• **Passage provided**:
+ + + + + + +
Closed SmirnGreg closed 3 years ago
Do you use vectorized=True?
If so, can you double check that your transform function returns a 2d array when called with one live point, i.e.,
transform(np.random.uniform(size=(1, ndim)).shape == (1, nparams)
It seems recv_samplesv in this line https://github.com/JohannesBuchner/UltraNest/blob/master/ultranest/integrator.py#L1356 has inconsistent dimensionality (can you print it?).
vectorized=False
as in default call of ReactiveNestedSampler
class UltraNestFitter():
...
def rescale(self, cube):
params = np.empty_like(cube)
for i, parameter in enumerate(self.parameters):
params[i] = cube[i] * (parameter.max - parameter.min) + parameter.min
return params
It is a method which is passed as transform=self.rescale
. It is adopted from
def my_prior_transform(cube):
params = cube.copy()
lo = 400
hi = 800
params[0] = cube[0] * (hi - lo) + lo
From your examples.
This is a corresponding test. Transform works for both 1d and 2d arrays. Should it return 2d arrays when it is called from one point? I missed that.
def test_transform_function():
parameters = [
Parameter("a", min=10, max=20),
Parameter("b", min=-5, max=15)
]
fitter = UltraNestFitter(
lnprob=lambda params: -((params[0] - 15) ** 2 + params[1] ** 2),
parameters=parameters,
log_dir="transform_test"
)
assert pytest.approx(fitter.transform(np.array([0.5, 0.2]))) == [15, -1]
assert pytest.approx(fitter.transform(np.array([0.4, 0.8]))) == [14, 11]
assert pytest.approx(fitter.transform(np.array([[0.5, 0.4], [0.2, 0.8]]))) == np.array([[15, 14], [-1, 11]])
assert pytest.approx(fitter.transform([0.5, 0.2])) == [15, -1]
assert fitter.transform(np.random.uniform(size=(2, 1))).shape == (2, 1)
assert fitter.transform(np.random.uniform(size=(1, 2))).shape == (1, 2)
In this test, the last line will fail with
def rescale(self, cube):
params = np.empty_like(cube)
+ + + + + + +
• **Data lines**:
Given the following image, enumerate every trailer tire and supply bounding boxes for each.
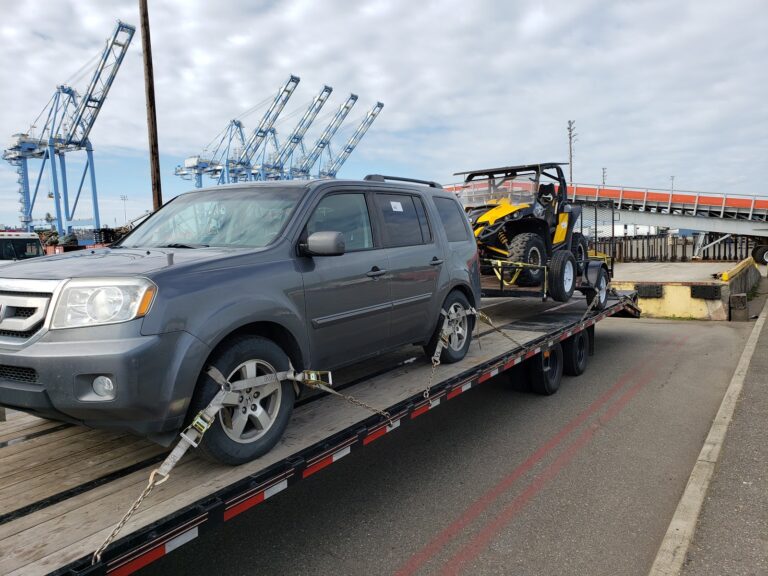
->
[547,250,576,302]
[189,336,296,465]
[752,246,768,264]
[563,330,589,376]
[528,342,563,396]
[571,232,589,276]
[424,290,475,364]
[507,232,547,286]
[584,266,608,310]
+ + + + + + +
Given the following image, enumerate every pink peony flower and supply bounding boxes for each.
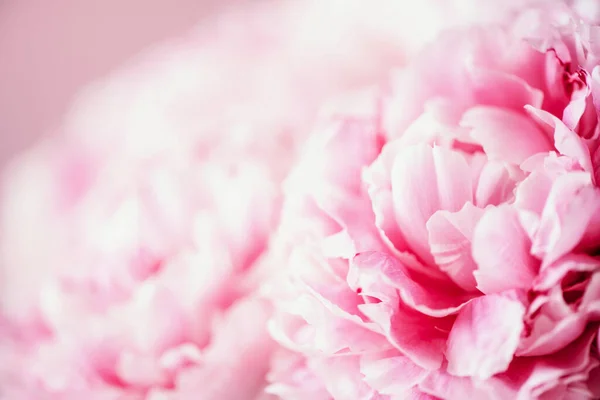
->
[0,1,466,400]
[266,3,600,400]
+ + + + + + +
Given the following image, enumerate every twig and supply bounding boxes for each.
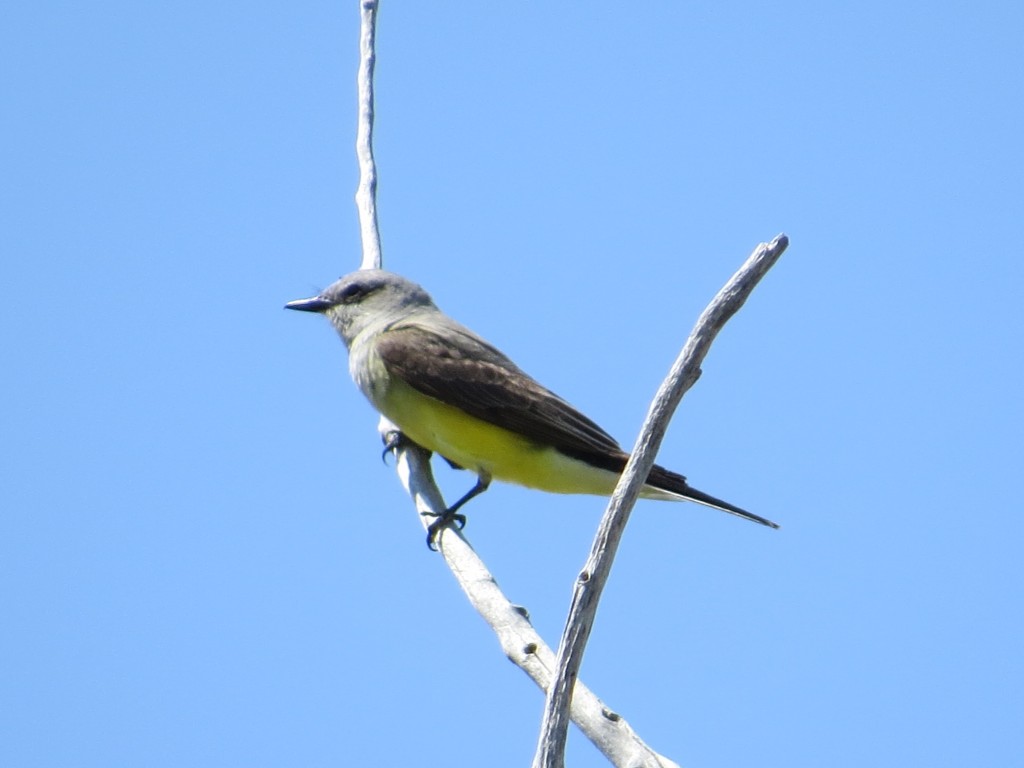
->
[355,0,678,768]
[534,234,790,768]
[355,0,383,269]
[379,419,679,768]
+ + + + + + +
• **What you are asked to do**: Write the next part of the thread on the UltraNest transform function, picking up right after its last line. The items have no connection to the thread on the UltraNest transform function.

• **Result of this exercise**:
for i, parameter in enumerate(self.parameters):
> params[i] = cube[i] * (parameter.max - parameter.min) + parameter.min
E IndexError: index 1 is out of bounds for axis 0 with size 1
No, that's fine, the function is vectorized (with a loop) here: https://github.com/JohannesBuchner/UltraNest/blob/master/ultranest/integrator.py#L459
That's a really odd bug. can you print recv_samplesv, num_live_points_todo, and other variables?
I tried to reproduce with:
PYTHONPATH=. mpiexec -np 12 python3 examples/testloggamma.py --reactive --x_dim 2 --num_live_points=81
which goes into this part of the code:
[ultranest] Widening roots to 160 live points (have 81 already) ...
[ultranest] Sampling 40 live points from prior ...
I was not able to reproduce the crash however.
The new run crashed immediately.
I added to integrator.py around line 1350
if self.use_mpi:
recv_samples = self.comm.gather(active_u, root=0)
recv_samplesv = self.comm.gather(active_v, root=0)
recv_likes = self.comm.gather(active_logl, root=0)
recv_samples = self.comm.bcast(recv_samples, root=0)
recv_samplesv = self.comm.bcast(recv_samplesv, root=0)
recv_likes = self.comm.bcast(recv_likes, root=0)
with open(f"log_{self.mpi_rank}.txt", 'a') as fff:
print(f"{self.mpi_rank}: TEST #44:\nrecv_samples=%s\nrecv_samplesv=%s\nu=%s\nv=%s\n\n" % (recv_samples, recv_samplesv, active_u, active_v), file=fff)
print(num_live_points_todo, num_live_points_missing, "\n\n\n\n\n\n\n", file=fff)
active_u = np.concatenate(recv_samples, axis=0)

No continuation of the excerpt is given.